#### MATERIAL TO PROCESS ####
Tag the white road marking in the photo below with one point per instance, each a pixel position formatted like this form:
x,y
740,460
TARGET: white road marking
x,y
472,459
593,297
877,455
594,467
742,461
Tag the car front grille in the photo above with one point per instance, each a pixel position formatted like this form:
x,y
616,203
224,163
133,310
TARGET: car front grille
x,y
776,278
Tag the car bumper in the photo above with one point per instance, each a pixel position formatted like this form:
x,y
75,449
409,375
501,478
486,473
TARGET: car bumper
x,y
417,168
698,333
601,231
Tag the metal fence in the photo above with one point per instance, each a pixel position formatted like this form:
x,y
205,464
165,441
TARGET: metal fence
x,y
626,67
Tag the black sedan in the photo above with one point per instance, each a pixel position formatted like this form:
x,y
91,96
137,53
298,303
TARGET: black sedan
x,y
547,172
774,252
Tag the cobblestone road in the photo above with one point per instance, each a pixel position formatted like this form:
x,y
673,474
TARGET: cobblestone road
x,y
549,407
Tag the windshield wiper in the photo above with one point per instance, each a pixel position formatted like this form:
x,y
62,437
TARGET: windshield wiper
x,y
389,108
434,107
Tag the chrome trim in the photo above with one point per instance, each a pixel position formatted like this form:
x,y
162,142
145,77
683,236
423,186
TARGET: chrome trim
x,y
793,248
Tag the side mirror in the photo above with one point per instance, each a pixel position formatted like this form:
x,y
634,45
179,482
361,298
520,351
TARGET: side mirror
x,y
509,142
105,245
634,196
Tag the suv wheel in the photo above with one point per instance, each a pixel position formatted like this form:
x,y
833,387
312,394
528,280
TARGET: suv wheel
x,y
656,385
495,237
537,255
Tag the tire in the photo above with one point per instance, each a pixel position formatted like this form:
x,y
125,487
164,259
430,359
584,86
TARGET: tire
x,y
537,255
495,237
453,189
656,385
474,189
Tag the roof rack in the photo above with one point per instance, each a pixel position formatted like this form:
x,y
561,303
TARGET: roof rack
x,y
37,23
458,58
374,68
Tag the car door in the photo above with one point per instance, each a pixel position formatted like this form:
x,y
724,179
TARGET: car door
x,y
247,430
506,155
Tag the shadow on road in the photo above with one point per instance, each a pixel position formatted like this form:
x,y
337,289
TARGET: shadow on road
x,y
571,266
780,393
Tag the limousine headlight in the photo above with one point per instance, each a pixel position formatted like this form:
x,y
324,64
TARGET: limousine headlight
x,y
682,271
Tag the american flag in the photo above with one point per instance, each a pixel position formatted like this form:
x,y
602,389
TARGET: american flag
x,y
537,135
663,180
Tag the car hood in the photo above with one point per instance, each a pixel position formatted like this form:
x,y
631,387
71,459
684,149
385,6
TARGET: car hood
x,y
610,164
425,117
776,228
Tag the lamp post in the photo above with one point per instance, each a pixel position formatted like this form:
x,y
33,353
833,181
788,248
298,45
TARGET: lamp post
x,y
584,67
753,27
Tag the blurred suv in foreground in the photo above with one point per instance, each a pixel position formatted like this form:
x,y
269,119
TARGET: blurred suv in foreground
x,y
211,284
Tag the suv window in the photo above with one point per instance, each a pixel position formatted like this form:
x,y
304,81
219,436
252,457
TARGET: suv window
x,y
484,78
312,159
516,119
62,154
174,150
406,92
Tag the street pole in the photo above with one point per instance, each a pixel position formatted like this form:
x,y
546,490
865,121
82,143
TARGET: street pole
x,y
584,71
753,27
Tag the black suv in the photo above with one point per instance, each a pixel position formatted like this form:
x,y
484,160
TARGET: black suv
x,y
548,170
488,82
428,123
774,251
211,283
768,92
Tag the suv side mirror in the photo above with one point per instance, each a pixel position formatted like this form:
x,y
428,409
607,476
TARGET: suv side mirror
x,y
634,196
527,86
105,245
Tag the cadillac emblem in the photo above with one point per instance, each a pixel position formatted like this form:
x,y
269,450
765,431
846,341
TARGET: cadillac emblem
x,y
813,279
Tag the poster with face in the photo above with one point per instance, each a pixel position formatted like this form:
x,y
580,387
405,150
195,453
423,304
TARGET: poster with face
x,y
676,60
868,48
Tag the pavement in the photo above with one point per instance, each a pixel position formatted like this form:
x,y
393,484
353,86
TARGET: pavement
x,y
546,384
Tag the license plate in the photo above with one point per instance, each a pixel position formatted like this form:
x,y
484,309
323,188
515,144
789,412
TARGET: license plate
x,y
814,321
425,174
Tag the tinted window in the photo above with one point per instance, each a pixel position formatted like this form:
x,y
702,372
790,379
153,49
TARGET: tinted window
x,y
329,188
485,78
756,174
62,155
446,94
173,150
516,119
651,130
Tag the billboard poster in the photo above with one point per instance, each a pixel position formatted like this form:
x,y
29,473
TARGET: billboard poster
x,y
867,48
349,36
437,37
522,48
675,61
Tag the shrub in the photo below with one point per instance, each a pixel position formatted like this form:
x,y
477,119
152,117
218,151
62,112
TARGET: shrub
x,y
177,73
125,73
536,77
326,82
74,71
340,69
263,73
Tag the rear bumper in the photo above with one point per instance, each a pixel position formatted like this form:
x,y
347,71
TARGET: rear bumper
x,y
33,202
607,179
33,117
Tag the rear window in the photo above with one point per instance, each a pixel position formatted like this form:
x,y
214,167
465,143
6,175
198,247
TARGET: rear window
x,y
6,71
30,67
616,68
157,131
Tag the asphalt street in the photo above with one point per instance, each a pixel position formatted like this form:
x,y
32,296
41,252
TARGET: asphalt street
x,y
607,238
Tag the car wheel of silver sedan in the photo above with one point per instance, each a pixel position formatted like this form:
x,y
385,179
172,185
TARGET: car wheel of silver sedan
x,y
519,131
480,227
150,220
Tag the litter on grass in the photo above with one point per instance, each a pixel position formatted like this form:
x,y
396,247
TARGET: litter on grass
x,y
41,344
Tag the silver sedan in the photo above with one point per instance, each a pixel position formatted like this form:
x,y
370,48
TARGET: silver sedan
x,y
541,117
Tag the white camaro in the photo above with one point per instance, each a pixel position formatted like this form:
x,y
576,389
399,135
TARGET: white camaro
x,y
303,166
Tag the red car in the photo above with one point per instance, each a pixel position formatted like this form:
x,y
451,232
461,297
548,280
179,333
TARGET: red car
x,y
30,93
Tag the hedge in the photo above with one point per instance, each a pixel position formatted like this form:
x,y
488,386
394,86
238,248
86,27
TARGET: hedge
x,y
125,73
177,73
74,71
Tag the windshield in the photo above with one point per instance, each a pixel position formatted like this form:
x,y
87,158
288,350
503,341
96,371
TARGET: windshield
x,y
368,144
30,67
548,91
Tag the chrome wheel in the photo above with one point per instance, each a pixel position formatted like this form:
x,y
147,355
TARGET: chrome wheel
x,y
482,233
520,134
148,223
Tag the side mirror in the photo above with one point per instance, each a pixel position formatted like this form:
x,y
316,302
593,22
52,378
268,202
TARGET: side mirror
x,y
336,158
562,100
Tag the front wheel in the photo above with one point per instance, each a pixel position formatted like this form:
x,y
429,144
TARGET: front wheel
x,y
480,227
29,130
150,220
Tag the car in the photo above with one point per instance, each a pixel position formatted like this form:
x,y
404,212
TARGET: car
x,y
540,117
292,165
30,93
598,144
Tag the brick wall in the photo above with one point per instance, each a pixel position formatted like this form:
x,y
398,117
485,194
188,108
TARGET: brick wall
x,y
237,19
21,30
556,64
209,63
####
WORK REQUEST: Copy each record above so that no word or mark differs.

RESULT:
Tag the white road marking in the photo below with one point per instance, each a pixel position formatted like this form:
x,y
740,460
TARGET: white road marking
x,y
472,459
593,297
877,455
594,467
742,461
Tag the car front grille in the photo above with one point per instance, each a pixel position formatted like this form:
x,y
616,203
224,163
133,310
TARGET: car front grille
x,y
776,278
Tag the car bumper in the photo above with one point per instance, each a pixel position formatted like this form:
x,y
75,449
409,375
501,478
486,473
TARGET: car bumper
x,y
417,168
698,333
601,231
Tag the metal fence in the photo above with one point per instance, each a pixel position formatted like this form:
x,y
205,464
165,441
TARGET: metal fence
x,y
626,67
Tag the black sedan in the photo above with one point per instance, each a pixel position formatted like this form:
x,y
91,96
137,53
298,303
TARGET: black sedan
x,y
547,172
774,252
Tag the cobblestone road in the photo above with one point per instance, each a pixel position formatted like this form:
x,y
673,474
TARGET: cobblestone road
x,y
549,407
Tag the windshield wiper in the photo above with one point per instance, each a pixel position formatted like this form:
x,y
62,437
TARGET: windshield wiper
x,y
389,108
434,107
Tag the chrome trim in the photo above with one point per instance, each a pixel position formatted like this form:
x,y
162,142
145,77
683,236
423,186
TARGET: chrome trim
x,y
793,248
Tag the side mirror in the photo above with one point per instance, each a pixel position formatted like this form:
x,y
634,45
179,482
361,298
520,351
TARGET: side mirror
x,y
509,142
105,245
634,196
Tag the suv wheel in the photo above with one point per instance, each a pixel position formatted like this form:
x,y
833,387
312,394
528,280
TARGET: suv wheel
x,y
656,385
495,237
537,255
Tag the tire in the photo above with one point per instance, each a pixel position formatted like this form:
x,y
125,487
164,259
430,359
584,86
TARGET: tire
x,y
537,255
495,237
453,189
656,385
474,189
Tag the roof rack in the photo above with one point per instance, each a pixel position formatted like this form:
x,y
561,303
TARGET: roof rack
x,y
37,23
458,58
374,68
Tag the car door in the photo above with one point per instance, each a pixel position formatted like this form:
x,y
724,179
TARGET: car door
x,y
247,430
506,155
Tag the shadow on road in the photo above with one point per instance, each a pixel position formatted like this form:
x,y
337,289
TARGET: shadow on road
x,y
571,266
780,393
Tag the limousine headlight in the photo above with one point per instance, each a pixel position formatted like this form:
x,y
324,64
TARGET: limousine headlight
x,y
682,271
Tag the american flag in the photo above with one point per instance, each a pixel position formatted like this form:
x,y
602,389
TARGET: american flag
x,y
537,135
663,180
Tag the car hood in the photo above with one point per instance, each a pixel position formatted like this form:
x,y
631,387
71,459
684,149
385,6
TARGET: car hood
x,y
610,164
425,117
776,228
Tag the lamp post in the photo above with one point per instance, each a pixel position formatted like this form:
x,y
33,353
833,181
788,248
298,45
TARGET: lamp post
x,y
584,67
753,27
Tag the blurred suv in foreground in the photo above with one point per instance, each a pixel position formatted like this form:
x,y
269,119
TARGET: blurred suv in foreground
x,y
211,284
Tag the suv window in the photo above with one point per instance, each a pixel position formatted like this form:
x,y
304,81
219,436
252,457
TARGET: suv window
x,y
484,78
312,159
516,119
62,154
174,150
406,92
Tag the street pole in the photo above with one point per instance, each a pixel position formatted like this form:
x,y
546,490
865,121
82,143
TARGET: street pole
x,y
584,71
753,27
Tag the black suv in the photo above with one point per instance, each a pixel position formatted like this form:
x,y
484,160
TARGET: black suv
x,y
548,170
488,82
428,123
774,251
211,283
768,92
Tag the suv side mirror in the photo above with one point per instance, each a pixel position formatted like this form:
x,y
428,409
607,476
TARGET: suv side mirror
x,y
634,196
527,86
105,245
Tag the cadillac emblem in the photo above with one point per instance, each a pixel position formatted like this form:
x,y
269,450
765,431
846,341
TARGET: cadillac emblem
x,y
813,279
Tag the poster with face in the photo above with one point per instance, each a pixel position formatted like this form:
x,y
580,387
405,150
195,453
423,304
TARGET: poster with face
x,y
676,60
868,48
Tag the pavement in the photo above with one point per instance, each a pixel position formatted like this form:
x,y
393,484
353,86
TARGET: pavement
x,y
546,384
Tag the license plate in the photo above with one point per instance, each a pixel position formatted like this form:
x,y
484,309
323,188
515,144
789,412
TARGET: license plate
x,y
814,321
425,174
Tag the tinted window in the photo above with one point per instance, each a pixel position formatted like this form:
x,y
702,372
790,379
153,49
TARGET: tinted window
x,y
329,188
485,78
756,174
62,155
446,94
173,150
516,119
651,130
Tag the billboard poster in the photo above with one point per instance, each a pixel position formatted like this form:
x,y
29,473
TARGET: billboard poster
x,y
867,48
349,36
437,37
522,48
675,61
Tag the shrub in the photo below with one point per instance, each a pixel position formatted like this form:
x,y
477,119
152,117
218,151
62,112
TARGET: shrub
x,y
177,73
125,73
536,77
326,82
74,71
340,69
263,73
Tag the rear bumper in the photo above with one point per instance, each a pixel position formatted like this form:
x,y
347,71
TARGET: rear bumper
x,y
33,202
607,179
33,117
Tag the rear window in the photo above with one point per instance, each a pixel position formatted like this form:
x,y
214,167
465,143
6,175
198,247
TARGET: rear window
x,y
6,71
30,67
616,68
157,131
Tag the asphalt street in the photo above with one point per instance, each a pixel position formatted like this form:
x,y
32,296
41,252
TARGET: asphalt street
x,y
607,238
Tag the car wheel of silver sedan in the photo above with one point per instance, each a pixel position formatted like this form:
x,y
385,179
172,185
TARGET: car wheel of silver sedan
x,y
519,131
480,227
150,220
Tag the litter on grass in the photo above with one point per instance, each a pixel position formatted like this form:
x,y
396,247
TARGET: litter on grass
x,y
41,344
Tag the silver sedan in the photo above with one point per instance, each a pixel position formatted like this form:
x,y
370,48
TARGET: silver sedan
x,y
541,117
Tag the white camaro in the photo above with one point per instance, each a pixel position formatted like this form:
x,y
576,389
399,135
TARGET: white camaro
x,y
303,166
Tag the red car in the photo above with one point per instance, each a pixel position formatted like this form:
x,y
451,232
461,297
548,280
179,333
TARGET: red car
x,y
30,93
Tag the hedge in the photo above with one point per instance, each a pixel position formatted like this form:
x,y
488,386
394,86
238,248
86,27
TARGET: hedge
x,y
125,73
177,73
74,71
Tag the windshield in the photo above with one point per instance, each a pixel position formatted like this form:
x,y
87,158
288,350
503,341
96,371
TARGET: windshield
x,y
368,144
30,67
548,91
Tag the chrome wheel in the photo above with one point per instance, each a pixel position formatted like this form:
x,y
147,355
TARGET: chrome wheel
x,y
482,233
520,134
148,223
Tag the side mirror in the photo above with one point per instance, each a pixel position formatted like this form:
x,y
316,302
593,22
52,378
268,202
TARGET: side mirror
x,y
336,158
562,100
Tag the front wheel in the photo above with one point per instance, each a pixel position formatted like this form:
x,y
429,144
TARGET: front wheel
x,y
480,227
29,130
150,220
Tag the car in the photo above with one point per instance, each a pixel position formatted like this form:
x,y
404,212
TARGET: car
x,y
540,117
292,165
30,93
598,144
Tag the brick wall in the photo above with one point per instance, each a pixel position formatted like this form:
x,y
398,117
485,194
188,108
TARGET: brick wall
x,y
237,19
21,30
556,64
209,63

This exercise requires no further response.